Your task is to transcribe the entries below exactly, beginning with the line containing "Locate every instance of the purple" and ending with the final line, and to add nothing else.

====== Records for this task ======

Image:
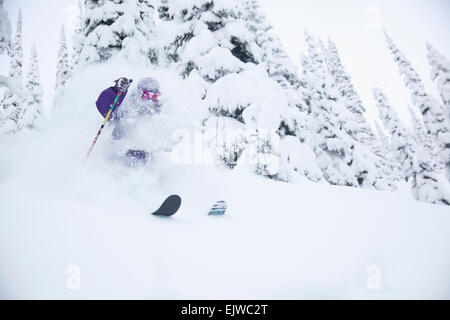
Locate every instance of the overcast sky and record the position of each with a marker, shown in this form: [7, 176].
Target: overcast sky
[354, 25]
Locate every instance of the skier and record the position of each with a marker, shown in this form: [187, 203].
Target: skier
[141, 102]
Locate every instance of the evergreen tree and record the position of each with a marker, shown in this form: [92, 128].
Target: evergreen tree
[440, 72]
[358, 127]
[331, 144]
[33, 108]
[77, 39]
[434, 118]
[207, 36]
[12, 102]
[5, 30]
[271, 53]
[415, 163]
[62, 63]
[111, 26]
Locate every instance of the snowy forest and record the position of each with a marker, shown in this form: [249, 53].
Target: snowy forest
[223, 46]
[317, 190]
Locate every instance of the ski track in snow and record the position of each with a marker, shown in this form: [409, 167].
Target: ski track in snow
[276, 240]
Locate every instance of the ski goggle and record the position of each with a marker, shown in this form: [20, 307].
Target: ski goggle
[150, 95]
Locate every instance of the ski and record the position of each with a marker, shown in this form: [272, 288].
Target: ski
[218, 208]
[169, 207]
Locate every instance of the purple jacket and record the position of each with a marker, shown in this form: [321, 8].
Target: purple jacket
[106, 99]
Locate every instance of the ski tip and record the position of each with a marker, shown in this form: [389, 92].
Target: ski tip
[218, 209]
[169, 207]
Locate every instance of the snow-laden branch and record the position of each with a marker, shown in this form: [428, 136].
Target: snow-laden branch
[9, 83]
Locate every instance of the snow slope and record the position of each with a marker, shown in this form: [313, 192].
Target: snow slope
[277, 240]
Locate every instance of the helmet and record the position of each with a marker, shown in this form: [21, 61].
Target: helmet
[122, 84]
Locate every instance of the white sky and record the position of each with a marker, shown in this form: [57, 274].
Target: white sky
[352, 24]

======

### Final result
Locate every instance of the purple jacket and record the position of each with a marker, shown in this form: [321, 8].
Target: purple jacket
[106, 99]
Locate every instance of the ski tip and record the position of each with a marker, shown in this form: [389, 92].
Target: ski tip
[218, 209]
[169, 207]
Locate every instance of the snow-laden branch and record the position of each with a marker, shown in this form: [428, 136].
Target: snow-laden branch
[9, 83]
Locate every instance of the snow slope and record the position of each with a marker, shown in this form: [313, 192].
Target: snow slope
[277, 240]
Locate every instance of the helmet and record the position of each with a marker, shown in this form: [21, 61].
Target: helmet
[122, 84]
Locate every instance of the white sky and record the position of each with a marker, shown in this form: [57, 274].
Target: white sky
[352, 24]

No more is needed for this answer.